==== Data shown

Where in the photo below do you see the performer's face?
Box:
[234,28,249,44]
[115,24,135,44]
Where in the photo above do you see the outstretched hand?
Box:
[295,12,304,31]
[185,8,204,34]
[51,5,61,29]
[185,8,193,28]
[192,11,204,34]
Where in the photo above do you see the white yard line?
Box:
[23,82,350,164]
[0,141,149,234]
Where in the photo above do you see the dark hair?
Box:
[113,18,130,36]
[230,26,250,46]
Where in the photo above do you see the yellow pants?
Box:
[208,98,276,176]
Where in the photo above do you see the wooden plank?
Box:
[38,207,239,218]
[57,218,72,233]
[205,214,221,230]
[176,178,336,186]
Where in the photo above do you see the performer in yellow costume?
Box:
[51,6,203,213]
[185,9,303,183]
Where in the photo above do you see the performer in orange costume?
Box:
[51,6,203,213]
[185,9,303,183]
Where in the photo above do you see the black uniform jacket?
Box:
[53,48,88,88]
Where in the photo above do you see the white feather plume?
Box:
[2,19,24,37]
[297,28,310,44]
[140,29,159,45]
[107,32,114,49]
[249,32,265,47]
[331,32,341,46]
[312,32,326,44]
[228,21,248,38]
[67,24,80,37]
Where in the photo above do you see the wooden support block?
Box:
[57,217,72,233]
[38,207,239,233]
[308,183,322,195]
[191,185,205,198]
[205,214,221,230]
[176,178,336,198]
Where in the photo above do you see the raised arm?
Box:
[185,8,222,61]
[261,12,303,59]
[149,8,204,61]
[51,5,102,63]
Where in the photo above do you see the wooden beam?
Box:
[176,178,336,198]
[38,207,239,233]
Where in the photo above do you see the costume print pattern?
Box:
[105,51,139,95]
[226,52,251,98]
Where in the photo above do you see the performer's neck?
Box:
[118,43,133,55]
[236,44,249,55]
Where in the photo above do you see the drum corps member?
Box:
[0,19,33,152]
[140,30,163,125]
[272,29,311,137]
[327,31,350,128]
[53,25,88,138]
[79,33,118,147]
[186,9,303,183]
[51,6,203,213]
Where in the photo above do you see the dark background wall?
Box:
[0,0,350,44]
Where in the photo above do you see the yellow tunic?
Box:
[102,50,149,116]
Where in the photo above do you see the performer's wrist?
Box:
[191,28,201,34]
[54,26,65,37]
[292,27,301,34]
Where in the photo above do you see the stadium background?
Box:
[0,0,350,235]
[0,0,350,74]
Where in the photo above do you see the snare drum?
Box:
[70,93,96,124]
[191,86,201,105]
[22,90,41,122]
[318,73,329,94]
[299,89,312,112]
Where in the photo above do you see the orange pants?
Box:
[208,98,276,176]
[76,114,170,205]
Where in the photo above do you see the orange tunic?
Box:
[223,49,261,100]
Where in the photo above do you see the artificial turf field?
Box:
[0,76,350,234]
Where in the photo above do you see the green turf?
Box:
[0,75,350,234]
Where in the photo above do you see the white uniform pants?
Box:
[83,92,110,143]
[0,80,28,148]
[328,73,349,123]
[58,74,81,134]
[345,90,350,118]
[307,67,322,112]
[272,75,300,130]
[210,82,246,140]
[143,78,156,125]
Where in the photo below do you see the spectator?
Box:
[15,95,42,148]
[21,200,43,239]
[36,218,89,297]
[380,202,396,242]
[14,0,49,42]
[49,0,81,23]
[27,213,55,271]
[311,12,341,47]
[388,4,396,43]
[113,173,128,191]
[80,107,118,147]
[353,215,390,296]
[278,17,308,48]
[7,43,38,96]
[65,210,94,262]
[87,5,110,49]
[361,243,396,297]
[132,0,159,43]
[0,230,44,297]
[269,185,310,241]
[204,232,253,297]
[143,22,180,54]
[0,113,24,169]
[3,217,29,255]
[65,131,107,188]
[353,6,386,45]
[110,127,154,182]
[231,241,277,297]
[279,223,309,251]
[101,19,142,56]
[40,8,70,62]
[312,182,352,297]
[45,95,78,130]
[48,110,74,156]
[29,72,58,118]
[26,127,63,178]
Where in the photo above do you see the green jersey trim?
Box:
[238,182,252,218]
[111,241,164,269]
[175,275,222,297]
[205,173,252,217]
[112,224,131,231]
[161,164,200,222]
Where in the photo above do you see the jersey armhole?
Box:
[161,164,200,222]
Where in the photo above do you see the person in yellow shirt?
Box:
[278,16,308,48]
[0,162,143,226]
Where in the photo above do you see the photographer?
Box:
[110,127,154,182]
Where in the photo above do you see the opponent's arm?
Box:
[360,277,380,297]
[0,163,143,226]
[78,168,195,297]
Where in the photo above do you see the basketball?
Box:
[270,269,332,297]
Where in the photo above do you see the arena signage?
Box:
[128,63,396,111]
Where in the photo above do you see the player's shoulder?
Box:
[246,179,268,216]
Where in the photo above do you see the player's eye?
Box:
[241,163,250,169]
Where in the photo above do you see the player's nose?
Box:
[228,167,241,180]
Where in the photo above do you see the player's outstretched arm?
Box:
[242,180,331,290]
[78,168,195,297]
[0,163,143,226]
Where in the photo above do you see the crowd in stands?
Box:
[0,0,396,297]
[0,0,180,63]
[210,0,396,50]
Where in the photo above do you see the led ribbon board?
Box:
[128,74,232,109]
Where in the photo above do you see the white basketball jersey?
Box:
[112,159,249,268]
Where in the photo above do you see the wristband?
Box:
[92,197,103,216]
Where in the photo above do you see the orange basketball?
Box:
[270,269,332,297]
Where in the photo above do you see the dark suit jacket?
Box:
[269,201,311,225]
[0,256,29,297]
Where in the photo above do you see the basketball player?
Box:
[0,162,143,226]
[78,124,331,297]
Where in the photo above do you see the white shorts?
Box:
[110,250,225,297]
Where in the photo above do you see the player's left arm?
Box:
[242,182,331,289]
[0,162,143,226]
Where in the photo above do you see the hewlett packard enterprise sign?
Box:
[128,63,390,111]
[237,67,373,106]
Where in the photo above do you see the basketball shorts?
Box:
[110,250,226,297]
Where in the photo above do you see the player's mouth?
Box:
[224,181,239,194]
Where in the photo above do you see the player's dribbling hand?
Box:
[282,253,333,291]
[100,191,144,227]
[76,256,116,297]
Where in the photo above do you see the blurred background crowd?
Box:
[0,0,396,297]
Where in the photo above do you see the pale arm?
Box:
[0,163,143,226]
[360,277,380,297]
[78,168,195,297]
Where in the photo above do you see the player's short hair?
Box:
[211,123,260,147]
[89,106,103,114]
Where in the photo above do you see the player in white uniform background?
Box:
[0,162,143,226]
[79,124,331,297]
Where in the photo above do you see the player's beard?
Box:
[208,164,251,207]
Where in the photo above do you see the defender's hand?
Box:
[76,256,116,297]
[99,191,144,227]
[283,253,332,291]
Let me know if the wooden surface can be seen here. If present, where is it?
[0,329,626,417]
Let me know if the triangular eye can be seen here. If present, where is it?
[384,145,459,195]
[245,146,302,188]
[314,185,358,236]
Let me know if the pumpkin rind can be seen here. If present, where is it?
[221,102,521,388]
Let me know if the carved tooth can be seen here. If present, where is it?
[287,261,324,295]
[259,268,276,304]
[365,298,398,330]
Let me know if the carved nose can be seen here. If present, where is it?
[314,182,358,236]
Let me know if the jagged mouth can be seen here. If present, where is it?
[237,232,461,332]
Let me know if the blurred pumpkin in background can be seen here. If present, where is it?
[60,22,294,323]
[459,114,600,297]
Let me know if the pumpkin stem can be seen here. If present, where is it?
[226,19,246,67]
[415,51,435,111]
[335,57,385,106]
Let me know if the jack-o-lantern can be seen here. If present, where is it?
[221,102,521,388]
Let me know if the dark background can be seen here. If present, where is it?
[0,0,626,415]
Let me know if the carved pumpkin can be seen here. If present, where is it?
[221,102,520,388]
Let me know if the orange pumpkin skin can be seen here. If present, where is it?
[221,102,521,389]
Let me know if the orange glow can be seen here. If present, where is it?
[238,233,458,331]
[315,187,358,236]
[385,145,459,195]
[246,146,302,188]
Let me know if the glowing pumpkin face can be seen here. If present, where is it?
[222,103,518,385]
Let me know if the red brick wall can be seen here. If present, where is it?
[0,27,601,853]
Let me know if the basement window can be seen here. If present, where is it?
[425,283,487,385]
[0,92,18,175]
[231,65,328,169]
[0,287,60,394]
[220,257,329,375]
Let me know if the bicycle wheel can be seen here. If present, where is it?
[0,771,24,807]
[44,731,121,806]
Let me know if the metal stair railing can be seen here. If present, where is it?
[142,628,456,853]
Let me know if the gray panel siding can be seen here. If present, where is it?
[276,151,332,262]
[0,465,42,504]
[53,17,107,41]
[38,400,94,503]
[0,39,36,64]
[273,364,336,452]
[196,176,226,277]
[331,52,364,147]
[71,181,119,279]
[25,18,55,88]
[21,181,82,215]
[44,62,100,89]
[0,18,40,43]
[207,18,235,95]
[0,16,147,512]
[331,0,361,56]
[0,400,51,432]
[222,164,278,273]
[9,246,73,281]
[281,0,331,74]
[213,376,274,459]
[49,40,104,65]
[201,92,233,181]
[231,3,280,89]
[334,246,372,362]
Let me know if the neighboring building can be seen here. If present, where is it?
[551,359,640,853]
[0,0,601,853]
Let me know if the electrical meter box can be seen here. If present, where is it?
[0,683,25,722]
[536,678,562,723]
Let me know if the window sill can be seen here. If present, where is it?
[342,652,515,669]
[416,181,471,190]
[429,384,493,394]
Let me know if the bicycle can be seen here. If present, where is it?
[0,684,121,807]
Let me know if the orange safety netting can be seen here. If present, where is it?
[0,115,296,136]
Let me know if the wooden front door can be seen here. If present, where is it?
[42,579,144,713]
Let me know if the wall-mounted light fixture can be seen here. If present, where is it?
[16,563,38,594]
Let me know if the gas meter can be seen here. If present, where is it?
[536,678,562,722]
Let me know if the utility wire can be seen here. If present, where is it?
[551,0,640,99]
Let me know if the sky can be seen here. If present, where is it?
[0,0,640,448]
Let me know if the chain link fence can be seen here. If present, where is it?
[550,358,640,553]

========

Reproduce without change the lines of the records above, starting with the line that contains "in orange costume?" and ending after the line that contains "[53,48,88,88]".

The output>
Where in the photo above do you see the performer in orange costume?
Box:
[51,6,203,213]
[185,9,303,183]
Where in the photo above do you see the black uniform jacket?
Box:
[53,48,88,88]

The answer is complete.